(Point localization data)
::::

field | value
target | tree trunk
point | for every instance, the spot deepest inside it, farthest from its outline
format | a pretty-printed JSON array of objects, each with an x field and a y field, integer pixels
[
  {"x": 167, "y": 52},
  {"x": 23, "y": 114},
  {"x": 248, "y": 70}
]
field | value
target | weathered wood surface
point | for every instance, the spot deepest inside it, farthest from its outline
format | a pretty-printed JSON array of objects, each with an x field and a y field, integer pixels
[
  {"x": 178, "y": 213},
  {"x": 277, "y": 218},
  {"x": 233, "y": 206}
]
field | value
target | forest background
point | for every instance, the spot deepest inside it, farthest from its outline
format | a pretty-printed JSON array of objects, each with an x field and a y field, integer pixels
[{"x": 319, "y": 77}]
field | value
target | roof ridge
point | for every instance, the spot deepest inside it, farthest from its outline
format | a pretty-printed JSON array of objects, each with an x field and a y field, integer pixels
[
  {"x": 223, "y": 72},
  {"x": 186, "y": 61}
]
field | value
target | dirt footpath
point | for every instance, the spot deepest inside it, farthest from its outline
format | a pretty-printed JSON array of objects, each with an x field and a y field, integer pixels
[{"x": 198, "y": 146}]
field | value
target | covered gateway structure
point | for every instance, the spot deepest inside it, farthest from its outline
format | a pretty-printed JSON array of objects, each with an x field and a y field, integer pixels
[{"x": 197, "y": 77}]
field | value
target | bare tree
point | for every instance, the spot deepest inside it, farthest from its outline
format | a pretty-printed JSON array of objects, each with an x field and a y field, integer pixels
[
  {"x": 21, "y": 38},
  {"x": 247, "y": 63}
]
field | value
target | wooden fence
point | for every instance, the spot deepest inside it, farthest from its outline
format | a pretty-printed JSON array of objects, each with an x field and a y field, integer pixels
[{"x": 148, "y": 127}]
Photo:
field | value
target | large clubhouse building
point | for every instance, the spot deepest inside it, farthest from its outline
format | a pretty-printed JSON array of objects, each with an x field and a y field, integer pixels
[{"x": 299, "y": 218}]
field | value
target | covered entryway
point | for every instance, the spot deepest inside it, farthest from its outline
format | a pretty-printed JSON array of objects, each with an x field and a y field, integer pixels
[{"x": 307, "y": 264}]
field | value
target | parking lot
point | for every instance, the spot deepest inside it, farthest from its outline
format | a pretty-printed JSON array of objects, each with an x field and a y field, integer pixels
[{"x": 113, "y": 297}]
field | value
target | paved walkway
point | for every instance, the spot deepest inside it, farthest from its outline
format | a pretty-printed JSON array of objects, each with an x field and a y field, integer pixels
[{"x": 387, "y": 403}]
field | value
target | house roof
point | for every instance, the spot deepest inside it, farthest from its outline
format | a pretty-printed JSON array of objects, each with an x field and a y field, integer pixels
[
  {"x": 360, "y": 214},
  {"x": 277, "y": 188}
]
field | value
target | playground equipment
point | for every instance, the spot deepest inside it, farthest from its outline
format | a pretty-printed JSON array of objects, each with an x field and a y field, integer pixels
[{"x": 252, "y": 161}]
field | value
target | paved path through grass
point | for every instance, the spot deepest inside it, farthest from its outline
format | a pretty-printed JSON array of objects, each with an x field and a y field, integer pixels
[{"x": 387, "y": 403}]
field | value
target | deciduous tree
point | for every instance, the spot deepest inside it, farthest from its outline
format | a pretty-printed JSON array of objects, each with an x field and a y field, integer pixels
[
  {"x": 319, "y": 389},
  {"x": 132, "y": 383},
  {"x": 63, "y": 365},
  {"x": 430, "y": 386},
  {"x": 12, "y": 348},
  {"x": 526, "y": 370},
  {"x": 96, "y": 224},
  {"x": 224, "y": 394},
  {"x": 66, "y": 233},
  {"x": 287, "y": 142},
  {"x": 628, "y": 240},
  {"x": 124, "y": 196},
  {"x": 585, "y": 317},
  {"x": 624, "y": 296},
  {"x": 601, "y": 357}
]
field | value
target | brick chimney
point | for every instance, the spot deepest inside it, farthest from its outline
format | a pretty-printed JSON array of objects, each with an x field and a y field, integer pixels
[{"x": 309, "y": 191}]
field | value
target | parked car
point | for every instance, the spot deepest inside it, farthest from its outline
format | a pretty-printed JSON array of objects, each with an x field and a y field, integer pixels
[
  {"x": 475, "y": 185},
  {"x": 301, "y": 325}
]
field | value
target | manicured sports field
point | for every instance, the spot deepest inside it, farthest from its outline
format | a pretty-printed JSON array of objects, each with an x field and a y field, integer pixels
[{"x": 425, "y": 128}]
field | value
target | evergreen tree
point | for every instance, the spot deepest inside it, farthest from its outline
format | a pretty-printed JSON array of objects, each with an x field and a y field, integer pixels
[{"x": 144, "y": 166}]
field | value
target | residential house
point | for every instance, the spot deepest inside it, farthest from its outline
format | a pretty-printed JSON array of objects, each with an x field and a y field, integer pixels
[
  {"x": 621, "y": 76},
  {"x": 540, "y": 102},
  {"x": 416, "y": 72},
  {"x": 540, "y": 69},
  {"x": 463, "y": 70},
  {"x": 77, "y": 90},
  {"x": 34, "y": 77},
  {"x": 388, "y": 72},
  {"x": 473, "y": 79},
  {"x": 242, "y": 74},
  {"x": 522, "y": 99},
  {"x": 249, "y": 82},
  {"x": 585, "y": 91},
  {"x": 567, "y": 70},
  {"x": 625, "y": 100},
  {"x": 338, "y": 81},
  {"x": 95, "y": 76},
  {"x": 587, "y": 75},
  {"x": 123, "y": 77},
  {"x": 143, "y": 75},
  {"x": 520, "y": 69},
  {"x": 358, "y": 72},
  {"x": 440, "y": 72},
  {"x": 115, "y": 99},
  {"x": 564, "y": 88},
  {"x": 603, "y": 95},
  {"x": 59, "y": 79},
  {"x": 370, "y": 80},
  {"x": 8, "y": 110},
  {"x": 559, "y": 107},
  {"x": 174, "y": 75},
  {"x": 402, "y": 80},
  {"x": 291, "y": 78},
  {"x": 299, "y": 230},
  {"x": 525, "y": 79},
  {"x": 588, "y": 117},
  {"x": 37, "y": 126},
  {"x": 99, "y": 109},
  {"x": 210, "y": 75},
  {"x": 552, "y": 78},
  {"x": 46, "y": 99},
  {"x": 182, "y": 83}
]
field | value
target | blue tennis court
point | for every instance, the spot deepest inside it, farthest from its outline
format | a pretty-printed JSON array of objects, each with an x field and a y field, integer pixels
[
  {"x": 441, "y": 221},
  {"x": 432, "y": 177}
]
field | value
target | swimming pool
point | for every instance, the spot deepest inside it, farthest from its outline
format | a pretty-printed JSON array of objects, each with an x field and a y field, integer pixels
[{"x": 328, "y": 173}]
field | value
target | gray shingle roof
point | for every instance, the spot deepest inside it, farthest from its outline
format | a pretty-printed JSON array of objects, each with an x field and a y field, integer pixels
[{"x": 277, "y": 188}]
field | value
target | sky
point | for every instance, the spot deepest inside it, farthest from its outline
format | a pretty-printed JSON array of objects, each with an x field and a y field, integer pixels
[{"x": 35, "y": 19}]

::::

TO DO: Repeat every line of the data, exactly and in full.

FINAL ANSWER:
field | value
target | tree trunk
point | for every instance, the spot deepest inside it, farthest from its outline
format | a pretty-printed JSON array of objects, each with an x field and a y field, integer pixels
[
  {"x": 167, "y": 52},
  {"x": 23, "y": 114},
  {"x": 248, "y": 70}
]
field | value
target | weathered wood surface
point | for every instance, the spot deepest inside it, farthest from its outline
format | a pretty-printed JSON array of objects, each with an x field and a y field, integer pixels
[
  {"x": 178, "y": 213},
  {"x": 277, "y": 218},
  {"x": 233, "y": 206}
]
field | value
target | forest background
point | for every instance, the spot deepest inside it, farthest from its outline
format | a pretty-printed JSON array of objects, each with an x field and a y field, integer pixels
[{"x": 319, "y": 77}]
field | value
target | roof ridge
point | for every instance, the spot deepest inside it, farthest from its outline
format | a pretty-printed JSON array of objects, each with an x field and a y field, integer pixels
[
  {"x": 223, "y": 72},
  {"x": 186, "y": 61}
]
field | value
target | dirt footpath
point | for every instance, the spot deepest inside it, farthest from its outline
format | a pretty-printed JSON array of objects, each with an x field and a y field, integer pixels
[{"x": 198, "y": 146}]
field | value
target | covered gateway structure
point | for every instance, the spot deepest inside it, farthest from its outline
format | a pretty-printed JSON array of objects, each with an x field and a y field, integer pixels
[{"x": 197, "y": 77}]
field | value
target | bare tree
point | for every instance, the spot deepest inside it, farthest from its outline
format | a pretty-printed JSON array of objects, each with an x field and a y field, integer pixels
[
  {"x": 21, "y": 38},
  {"x": 247, "y": 63}
]
field | value
target | wooden fence
point | for every instance, the spot deepest inside it, farthest from its outline
format | a pretty-printed JSON array of objects, each with an x field and a y field, integer pixels
[{"x": 148, "y": 127}]
Photo:
field | value
target | large clubhouse building
point | for every instance, the spot deepest inside it, farthest from its outline
format | a pretty-printed JSON array of objects, each with an x field and a y field, integer pixels
[{"x": 299, "y": 218}]
field | value
target | covered entryway
point | for every instance, the spot deepest inside it, farthest from its outline
format | a pretty-printed JSON array of objects, each with an x field and a y field, integer pixels
[{"x": 307, "y": 264}]
field | value
target | parking lot
point | for every instance, the spot deepest inside it, farthest from its outline
format | a pretty-printed JSON array of objects, each with an x field and a y field, integer pixels
[{"x": 113, "y": 297}]
field | value
target | paved walkway
point | for every instance, the spot deepest inside it, farthest from its outline
format | a pretty-printed JSON array of objects, each with an x field and a y field, integer pixels
[{"x": 387, "y": 403}]
field | value
target | house roof
point | for every instance, the spot deepest inside it, farthest from its outline
format | a pretty-printed JSON array of objects, each with an x field and a y field, integer pixels
[
  {"x": 360, "y": 214},
  {"x": 277, "y": 188}
]
field | value
target | playground equipment
point | for every instance, the spot deepest inside it, farthest from its outline
format | a pretty-printed JSON array of objects, each with an x field and a y field, integer pixels
[{"x": 252, "y": 161}]
field | value
target | paved path through grass
point | for every instance, the spot deepest inside it, farthest from its outline
format | a pretty-printed JSON array of objects, each with an x field and a y field, integer pixels
[{"x": 387, "y": 403}]
field | value
target | deciduous tree
point | for every instance, the spot deepest inside it, farthest from its outline
format | a pretty-printed JSON array of objects, each with an x field and a y field, integer pixels
[
  {"x": 319, "y": 389},
  {"x": 132, "y": 383},
  {"x": 63, "y": 365},
  {"x": 430, "y": 386},
  {"x": 12, "y": 348},
  {"x": 526, "y": 370},
  {"x": 96, "y": 224},
  {"x": 224, "y": 394},
  {"x": 66, "y": 233},
  {"x": 287, "y": 142},
  {"x": 628, "y": 240},
  {"x": 124, "y": 196},
  {"x": 585, "y": 317},
  {"x": 624, "y": 296},
  {"x": 601, "y": 357}
]
field | value
target | brick chimney
point | for every instance, the spot deepest inside it, farthest from its outline
format | a pretty-printed JSON array of objects, each with an x field and a y field, integer pixels
[{"x": 309, "y": 191}]
field | value
target | parked car
point | for every instance, the spot deepest inside it, farthest from its outline
format | a pretty-printed JSON array of objects, each with an x field and a y field, integer pixels
[
  {"x": 475, "y": 185},
  {"x": 301, "y": 325}
]
field | value
target | manicured sports field
point | for every instance, the spot deepest inside it, farthest from its outline
format | a pretty-printed JSON array of objects, each with an x field and a y field, integer pixels
[{"x": 425, "y": 128}]
field | value
target | evergreen tree
point | for every instance, the spot deepest inside it, farthest from its outline
format | a pretty-printed JSON array of objects, each with an x field and a y field, integer pixels
[{"x": 144, "y": 166}]
field | value
target | residential house
point | for every instance, the spot deepest inside it, farthest from its outline
format | a pretty-printed JSON array of objects, each with an x field and a y field, integer pixels
[
  {"x": 621, "y": 76},
  {"x": 540, "y": 102},
  {"x": 416, "y": 72},
  {"x": 540, "y": 69},
  {"x": 463, "y": 70},
  {"x": 77, "y": 90},
  {"x": 34, "y": 77},
  {"x": 388, "y": 72},
  {"x": 473, "y": 79},
  {"x": 242, "y": 74},
  {"x": 522, "y": 99},
  {"x": 249, "y": 82},
  {"x": 585, "y": 91},
  {"x": 567, "y": 70},
  {"x": 625, "y": 100},
  {"x": 338, "y": 81},
  {"x": 95, "y": 76},
  {"x": 587, "y": 75},
  {"x": 123, "y": 77},
  {"x": 143, "y": 75},
  {"x": 520, "y": 69},
  {"x": 358, "y": 72},
  {"x": 440, "y": 72},
  {"x": 115, "y": 99},
  {"x": 564, "y": 88},
  {"x": 603, "y": 95},
  {"x": 59, "y": 79},
  {"x": 370, "y": 80},
  {"x": 8, "y": 110},
  {"x": 559, "y": 107},
  {"x": 174, "y": 75},
  {"x": 402, "y": 80},
  {"x": 291, "y": 78},
  {"x": 299, "y": 230},
  {"x": 525, "y": 79},
  {"x": 588, "y": 117},
  {"x": 37, "y": 126},
  {"x": 99, "y": 109},
  {"x": 210, "y": 75},
  {"x": 552, "y": 78},
  {"x": 46, "y": 99},
  {"x": 182, "y": 83}
]
field | value
target | blue tennis court
point | for every instance, the spot deepest inside it, farthest from its outline
format | a pretty-printed JSON array of objects, each with an x field and a y field, integer pixels
[
  {"x": 441, "y": 221},
  {"x": 432, "y": 177}
]
field | value
target | swimming pool
point | for every instance, the spot deepest inside it, farthest from its outline
format | a pretty-printed JSON array of objects, each with an x field and a y field, integer pixels
[{"x": 328, "y": 173}]
field | value
target | gray shingle roof
point | for every instance, the spot deepest inside it, farthest from its outline
format | a pretty-printed JSON array of objects, each with an x field and a y field, integer pixels
[{"x": 277, "y": 188}]
field | value
target | sky
point | for every instance, the spot deepest inside it, farthest from its outline
format | a pretty-printed JSON array of objects, each with an x field and a y field, integer pixels
[{"x": 35, "y": 19}]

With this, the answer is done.